» Direction A: In the rows from the line with "Guideline: one keypoint for each instance of the man's face" to the line with "Query: man's ear", rename "keypoint" as "marker" and write those lines out again with nothing else changed.

» Page excerpt:
— begin —

WHEN YOU WISH UPON A THEME PARK
You just know that the title The Happiest Place on Earth is ironic–or, like Ringling Brothers’ “greatest show on earth,” bombastic. How could it not be, given the subject? Over the last 66 years, Disneyland, Walt’s first conceptual amusement park, has become a byword for bourgeois escapism from contemporary problems, denial by fantasy, and mind-numbing nostalgia for a time and place that never was. It’s also a terrific tourist attraction.
Much of playwright Philip Dawkins’ autobiographical solo show–snapshots from a family album taken in the Lands of Tomorrow, Frontier, Adventure and Fantasy—is blatantly familiar and, at times, theatrical overkill. It rings too true to be real even as, two thirds of a century later, Anaheim is home to Yankee avoidance entertainment: baseball and Disneyland, home runs and Goofy.
Happily, what keeps these 90 minutes from succumbing to the familiar (or the opening night crowd’s manic laughter) is their aching ambivalence and wishful feeling. We feel the love-hate affair of the Akins family for childhood memories that are no less potent for being fantasies themselves. “Come along and join the jamboree: It’s a small world after all but someday my prince will come if you only let your conscience be your guide. Zip-a-Dee-Doo-Dah…”

— end —

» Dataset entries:
— begin —

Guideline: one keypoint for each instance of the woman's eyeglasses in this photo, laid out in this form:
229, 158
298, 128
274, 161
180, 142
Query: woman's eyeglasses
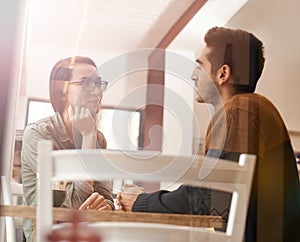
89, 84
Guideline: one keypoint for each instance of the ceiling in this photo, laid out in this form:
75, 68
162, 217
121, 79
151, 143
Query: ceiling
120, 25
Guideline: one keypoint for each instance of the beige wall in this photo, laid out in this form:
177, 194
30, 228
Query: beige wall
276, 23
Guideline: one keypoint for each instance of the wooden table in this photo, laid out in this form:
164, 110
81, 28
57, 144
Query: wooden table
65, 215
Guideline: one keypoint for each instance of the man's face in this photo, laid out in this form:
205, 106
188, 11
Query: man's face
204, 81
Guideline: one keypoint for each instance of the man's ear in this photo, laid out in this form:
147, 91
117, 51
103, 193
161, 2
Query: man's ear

— end —
— begin —

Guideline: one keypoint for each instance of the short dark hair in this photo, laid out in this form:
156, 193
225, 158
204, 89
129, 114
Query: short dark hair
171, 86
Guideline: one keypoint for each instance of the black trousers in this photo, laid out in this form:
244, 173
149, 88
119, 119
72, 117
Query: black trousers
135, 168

— end —

» Direction B:
Answer these questions using the theme park review:
(i) Over how many years does the review say Disneyland has become a byword for bourgeois escapism?
(ii) Which playwright wrote the autobiographical solo show?
(iii) How many minutes long is the show?

» Full answer A:
Guideline: one marker for each instance of the man's face in this photo, laid out in this form:
205, 106
188, 11
Query: man's face
204, 81
Guideline: one marker for each instance of the man's ear in this photo, laid out in this form:
147, 91
117, 51
103, 193
161, 2
Query: man's ear

» Full answer B:
(i) 66 years
(ii) Philip Dawkins
(iii) 90 minutes